* BEGIN Dataset *

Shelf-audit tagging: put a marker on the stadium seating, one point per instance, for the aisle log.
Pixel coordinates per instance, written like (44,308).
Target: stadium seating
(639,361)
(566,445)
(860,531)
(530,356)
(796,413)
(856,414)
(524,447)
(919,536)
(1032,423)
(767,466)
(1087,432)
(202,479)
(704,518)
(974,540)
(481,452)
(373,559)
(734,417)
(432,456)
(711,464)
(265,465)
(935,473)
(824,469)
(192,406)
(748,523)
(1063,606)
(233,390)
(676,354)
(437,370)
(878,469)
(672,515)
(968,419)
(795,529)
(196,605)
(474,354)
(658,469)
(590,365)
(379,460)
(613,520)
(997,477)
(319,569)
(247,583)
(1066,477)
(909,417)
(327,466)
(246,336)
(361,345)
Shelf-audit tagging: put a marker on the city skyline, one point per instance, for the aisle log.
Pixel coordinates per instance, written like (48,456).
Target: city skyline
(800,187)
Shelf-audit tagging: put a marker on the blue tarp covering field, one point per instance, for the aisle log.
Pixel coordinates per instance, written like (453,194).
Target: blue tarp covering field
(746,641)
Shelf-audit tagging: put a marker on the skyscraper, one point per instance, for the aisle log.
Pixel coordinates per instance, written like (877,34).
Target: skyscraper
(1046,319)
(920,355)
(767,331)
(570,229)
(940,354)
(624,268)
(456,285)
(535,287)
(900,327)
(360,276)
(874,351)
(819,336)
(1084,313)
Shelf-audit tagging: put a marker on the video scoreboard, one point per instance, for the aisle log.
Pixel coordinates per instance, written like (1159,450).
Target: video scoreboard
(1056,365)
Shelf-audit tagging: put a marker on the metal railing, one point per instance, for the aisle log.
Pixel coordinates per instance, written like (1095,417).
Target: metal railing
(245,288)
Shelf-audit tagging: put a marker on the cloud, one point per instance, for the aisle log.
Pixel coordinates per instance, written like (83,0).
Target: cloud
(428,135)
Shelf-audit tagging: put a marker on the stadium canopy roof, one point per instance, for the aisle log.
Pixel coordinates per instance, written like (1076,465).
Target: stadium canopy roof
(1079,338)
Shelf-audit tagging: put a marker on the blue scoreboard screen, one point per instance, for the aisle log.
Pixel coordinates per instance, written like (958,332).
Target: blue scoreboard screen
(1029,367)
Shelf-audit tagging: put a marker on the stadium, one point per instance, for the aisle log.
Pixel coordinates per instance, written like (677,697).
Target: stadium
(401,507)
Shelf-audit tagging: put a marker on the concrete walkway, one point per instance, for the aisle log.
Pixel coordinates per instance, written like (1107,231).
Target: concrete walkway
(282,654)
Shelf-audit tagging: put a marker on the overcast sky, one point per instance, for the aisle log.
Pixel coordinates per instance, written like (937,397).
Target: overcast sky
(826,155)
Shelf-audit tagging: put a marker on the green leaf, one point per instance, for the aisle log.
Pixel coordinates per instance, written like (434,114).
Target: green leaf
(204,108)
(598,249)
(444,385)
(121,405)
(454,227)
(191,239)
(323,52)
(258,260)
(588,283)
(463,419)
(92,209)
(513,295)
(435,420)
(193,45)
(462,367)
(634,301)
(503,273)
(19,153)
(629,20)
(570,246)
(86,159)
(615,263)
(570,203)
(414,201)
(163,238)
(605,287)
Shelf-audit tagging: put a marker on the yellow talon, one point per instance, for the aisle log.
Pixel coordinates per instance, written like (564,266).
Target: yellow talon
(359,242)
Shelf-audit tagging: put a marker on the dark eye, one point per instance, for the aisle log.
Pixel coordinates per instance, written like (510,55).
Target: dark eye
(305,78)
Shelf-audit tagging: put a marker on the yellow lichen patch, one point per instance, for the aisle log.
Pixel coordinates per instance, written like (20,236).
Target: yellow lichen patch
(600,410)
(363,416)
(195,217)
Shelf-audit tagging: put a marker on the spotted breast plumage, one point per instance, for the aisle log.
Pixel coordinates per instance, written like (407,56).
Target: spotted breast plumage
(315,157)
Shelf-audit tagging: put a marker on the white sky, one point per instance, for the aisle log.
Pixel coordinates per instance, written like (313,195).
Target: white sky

* END Dataset *

*What to do*:
Restate every line of the data word for word.

*Complete answer*:
Shelf-audit tagging: put a marker on the stadium seating, one point per instance, for the aisle log.
Pixel coordinates per instance, written like (44,308).
Target: stadium seating
(639,361)
(566,445)
(860,531)
(530,356)
(796,413)
(856,414)
(524,447)
(919,536)
(1032,423)
(767,466)
(1087,432)
(202,479)
(704,518)
(974,540)
(481,452)
(373,559)
(734,417)
(432,456)
(711,464)
(265,465)
(935,473)
(824,469)
(192,406)
(748,523)
(1063,606)
(233,390)
(676,354)
(437,370)
(878,469)
(672,515)
(968,419)
(795,529)
(196,605)
(474,354)
(658,469)
(590,365)
(379,460)
(613,520)
(997,477)
(319,569)
(247,583)
(1066,477)
(909,417)
(327,466)
(246,336)
(361,345)
Shelf-audit tagging: put a marker on the city skyline, one point per instance, for the aisle log.
Pixel coordinates per instance, written like (48,456).
Target: city skyline
(800,187)
Shelf-audit tagging: put a marker on the blue tarp covering field, one point per instance, for the aisle log.
Pixel coordinates per instance, written like (453,194).
Target: blue tarp covering field
(746,641)
Shelf-audit tagging: put a marker on the skyscraper, one point per instance, for the aisle log.
Pixel coordinates per instance, written like (877,34).
Target: skyscraper
(1046,319)
(920,355)
(767,331)
(570,229)
(940,354)
(624,268)
(456,285)
(535,287)
(900,327)
(360,276)
(874,351)
(819,336)
(1084,313)
Shelf-audit tagging: put a marker on the video scoreboard, one point per instance, for the aisle log.
Pixel coordinates per instance, written like (1159,450).
Target: video scoreboard
(1056,365)
Shelf-audit tagging: put a marker on the metal railing, one point per instance, for the aisle log.
Pixel coordinates per instance, written like (1095,417).
Target: metal railing
(245,288)
Shelf-audit tagging: put a marker on the cloud, one point per instance, for the aisle log.
Pixel coordinates per instance, written like (83,0).
Target: cloud
(428,135)
Shelf-audit tagging: put a marker on the stadium canopy roof, one point per instance, for the aisle log.
Pixel coordinates per instance, written like (1076,465).
Target: stadium canopy roof
(1079,338)
Shelf-audit tagging: put a marker on the blue scoreboard screen, one point per instance, for the aisle log.
Pixel coordinates per instance, written like (958,332).
Target: blue scoreboard screen
(1029,367)
Shelf-audit tagging: put a marker on the stadium, one point per instance, for the aisle log.
Pixel coordinates per instance, written like (677,697).
Target: stadium
(401,507)
Shelf-audit tagging: put a marker on the concrete walkway, one point per instance, for the aisle log.
Pixel coordinates per instance, written like (1107,231).
Target: concrete walkway
(282,654)
Shelf-audit tagging: put a marker on the overcast sky, one point per instance, for the aisle log.
Pixel coordinates per instance, written like (937,397).
Target: overcast sky
(826,155)
Shelf-audit tagging: put a marker on the green leaf, one point per instance, for the aisle log.
Pixel coordinates per instance, written like (434,114).
Target: green leaf
(204,108)
(598,249)
(444,385)
(121,405)
(454,227)
(191,239)
(323,52)
(258,260)
(588,283)
(463,419)
(92,209)
(513,295)
(435,420)
(193,45)
(462,367)
(634,301)
(503,273)
(19,153)
(629,20)
(570,246)
(86,159)
(615,263)
(570,203)
(414,201)
(163,238)
(605,287)
Shelf-audit tagging: put a marker on the yellow talon, one point per instance, for the aisle log.
Pixel coordinates per instance, written like (564,266).
Target: yellow talon
(359,242)
Shelf-audit tagging: put a marker on the dark eye, one point per instance, for the aisle log.
Pixel coordinates per instance, written like (510,55).
Target: dark eye
(305,78)
Shelf-audit tagging: put a marker on the yellow lichen patch, one point per instance, for the aisle log.
Pixel coordinates per instance, written like (20,236).
Target: yellow lichen patch
(600,410)
(363,416)
(195,217)
Shelf-audit tagging: put a marker on the spotted breast plumage, one point per instance, for the aisle log.
Pixel coordinates per instance, written like (407,56).
Target: spotted breast plumage
(315,157)
Shelf-audit tagging: put a marker on the white sky, one point per instance, for the aisle log.
Pixel coordinates per instance, written like (313,195).
Target: white sky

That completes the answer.